- **WORK INSTRUCTIONS**
An exact copy of the lines from the one containing "Test yourself! Look at the image and find the small" through the final line of the records is the only acceptable answer.
· · · ·
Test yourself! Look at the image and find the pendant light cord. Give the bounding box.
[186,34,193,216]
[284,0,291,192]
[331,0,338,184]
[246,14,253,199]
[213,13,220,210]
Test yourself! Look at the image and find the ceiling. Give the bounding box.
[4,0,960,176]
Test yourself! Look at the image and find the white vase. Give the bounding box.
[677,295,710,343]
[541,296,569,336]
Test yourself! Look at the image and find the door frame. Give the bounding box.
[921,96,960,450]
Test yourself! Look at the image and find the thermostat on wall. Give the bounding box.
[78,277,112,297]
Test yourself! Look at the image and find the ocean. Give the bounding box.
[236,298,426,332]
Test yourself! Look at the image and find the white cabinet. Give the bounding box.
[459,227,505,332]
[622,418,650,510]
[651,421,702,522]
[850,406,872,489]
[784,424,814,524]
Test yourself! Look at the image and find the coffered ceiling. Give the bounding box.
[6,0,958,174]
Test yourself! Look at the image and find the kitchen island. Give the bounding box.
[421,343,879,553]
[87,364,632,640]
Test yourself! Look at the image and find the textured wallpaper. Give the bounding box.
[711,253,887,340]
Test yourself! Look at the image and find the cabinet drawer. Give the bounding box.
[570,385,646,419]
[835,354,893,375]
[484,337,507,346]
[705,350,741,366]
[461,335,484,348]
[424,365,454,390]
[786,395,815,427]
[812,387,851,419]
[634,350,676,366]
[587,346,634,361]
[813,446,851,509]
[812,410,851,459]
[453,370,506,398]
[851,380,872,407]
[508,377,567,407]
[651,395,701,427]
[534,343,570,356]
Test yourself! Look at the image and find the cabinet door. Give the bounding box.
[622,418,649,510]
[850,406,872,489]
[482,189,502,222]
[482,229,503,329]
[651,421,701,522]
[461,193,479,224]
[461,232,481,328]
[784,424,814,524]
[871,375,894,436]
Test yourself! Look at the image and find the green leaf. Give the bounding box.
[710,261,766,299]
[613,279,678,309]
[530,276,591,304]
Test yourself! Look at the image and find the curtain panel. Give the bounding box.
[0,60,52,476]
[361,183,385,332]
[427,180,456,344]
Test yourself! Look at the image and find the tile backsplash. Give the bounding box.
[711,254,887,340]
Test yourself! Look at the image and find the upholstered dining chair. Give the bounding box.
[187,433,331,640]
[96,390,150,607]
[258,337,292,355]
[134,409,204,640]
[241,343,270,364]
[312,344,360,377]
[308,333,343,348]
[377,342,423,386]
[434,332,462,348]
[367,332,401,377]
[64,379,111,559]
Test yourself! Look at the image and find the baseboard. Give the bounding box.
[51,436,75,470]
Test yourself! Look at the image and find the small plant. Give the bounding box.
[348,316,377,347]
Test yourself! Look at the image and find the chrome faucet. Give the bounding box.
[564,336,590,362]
· · · ·
- **SOLUTION TO THE EXERCISE**
Test yourself! Look at the image and find the small plant. Give the bounding box.
[348,316,377,347]
Test yourself! Look at the image and find the chrome faucet. Give the bounding box.
[564,336,590,362]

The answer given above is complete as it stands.